## [Request]
Reproduce the items word for word, starting at their first line and stopping after the line that contains "145), (83, 148)]"; include both ends.

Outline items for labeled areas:
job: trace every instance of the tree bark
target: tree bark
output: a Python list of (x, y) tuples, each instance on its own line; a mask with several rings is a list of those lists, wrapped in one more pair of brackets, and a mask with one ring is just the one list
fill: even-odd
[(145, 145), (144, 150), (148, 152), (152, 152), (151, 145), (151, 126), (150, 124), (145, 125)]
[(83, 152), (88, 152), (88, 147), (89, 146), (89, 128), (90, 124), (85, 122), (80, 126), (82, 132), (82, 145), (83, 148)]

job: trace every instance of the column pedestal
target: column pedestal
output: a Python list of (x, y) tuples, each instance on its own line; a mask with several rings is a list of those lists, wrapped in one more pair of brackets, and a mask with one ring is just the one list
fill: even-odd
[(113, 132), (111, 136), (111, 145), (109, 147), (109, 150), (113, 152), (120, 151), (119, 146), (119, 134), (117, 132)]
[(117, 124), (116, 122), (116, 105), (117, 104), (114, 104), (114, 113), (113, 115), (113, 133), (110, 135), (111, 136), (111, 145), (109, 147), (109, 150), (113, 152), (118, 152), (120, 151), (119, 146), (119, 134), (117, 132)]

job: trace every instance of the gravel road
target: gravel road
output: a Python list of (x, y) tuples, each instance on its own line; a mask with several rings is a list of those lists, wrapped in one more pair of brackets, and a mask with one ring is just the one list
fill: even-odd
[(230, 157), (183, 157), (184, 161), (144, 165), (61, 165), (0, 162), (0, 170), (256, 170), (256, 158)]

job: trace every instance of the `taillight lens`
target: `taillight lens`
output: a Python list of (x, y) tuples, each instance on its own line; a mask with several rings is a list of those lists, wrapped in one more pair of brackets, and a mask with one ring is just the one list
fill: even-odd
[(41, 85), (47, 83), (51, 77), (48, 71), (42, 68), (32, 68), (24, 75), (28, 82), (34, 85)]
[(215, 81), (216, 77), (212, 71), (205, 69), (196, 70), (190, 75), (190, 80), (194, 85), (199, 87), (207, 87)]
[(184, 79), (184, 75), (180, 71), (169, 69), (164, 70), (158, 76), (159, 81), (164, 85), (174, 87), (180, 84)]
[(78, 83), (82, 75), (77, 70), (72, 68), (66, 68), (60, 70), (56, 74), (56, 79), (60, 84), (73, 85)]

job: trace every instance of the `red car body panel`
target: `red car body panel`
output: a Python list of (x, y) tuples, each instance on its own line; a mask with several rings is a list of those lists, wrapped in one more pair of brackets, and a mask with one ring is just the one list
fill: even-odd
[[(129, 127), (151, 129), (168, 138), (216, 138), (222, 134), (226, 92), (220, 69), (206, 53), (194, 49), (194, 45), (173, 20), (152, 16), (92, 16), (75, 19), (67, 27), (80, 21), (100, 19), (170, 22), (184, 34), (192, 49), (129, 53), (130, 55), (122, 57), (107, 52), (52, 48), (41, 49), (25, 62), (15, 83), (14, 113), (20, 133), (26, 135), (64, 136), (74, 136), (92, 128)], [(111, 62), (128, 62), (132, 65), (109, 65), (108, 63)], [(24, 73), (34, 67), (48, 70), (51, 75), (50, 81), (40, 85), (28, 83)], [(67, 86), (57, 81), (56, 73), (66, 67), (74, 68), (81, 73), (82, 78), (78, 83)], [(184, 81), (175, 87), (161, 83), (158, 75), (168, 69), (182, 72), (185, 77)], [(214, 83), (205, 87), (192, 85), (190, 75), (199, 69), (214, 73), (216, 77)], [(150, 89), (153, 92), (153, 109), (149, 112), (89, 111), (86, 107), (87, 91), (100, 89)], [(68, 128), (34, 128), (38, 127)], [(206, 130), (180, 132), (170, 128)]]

## [Final result]
job: trace every instance of the tree bark
target: tree bark
output: a Python list of (x, y) tuples, each instance on its own line; a mask with several rings is a list of those lists, wrapped in one more pair of brackets, and a mask with one ring is just the one list
fill: even-odd
[(145, 145), (144, 150), (148, 152), (152, 152), (151, 145), (151, 126), (150, 124), (145, 125)]
[(83, 152), (88, 152), (88, 147), (89, 146), (89, 128), (90, 124), (85, 122), (80, 126), (82, 132), (82, 145), (83, 148)]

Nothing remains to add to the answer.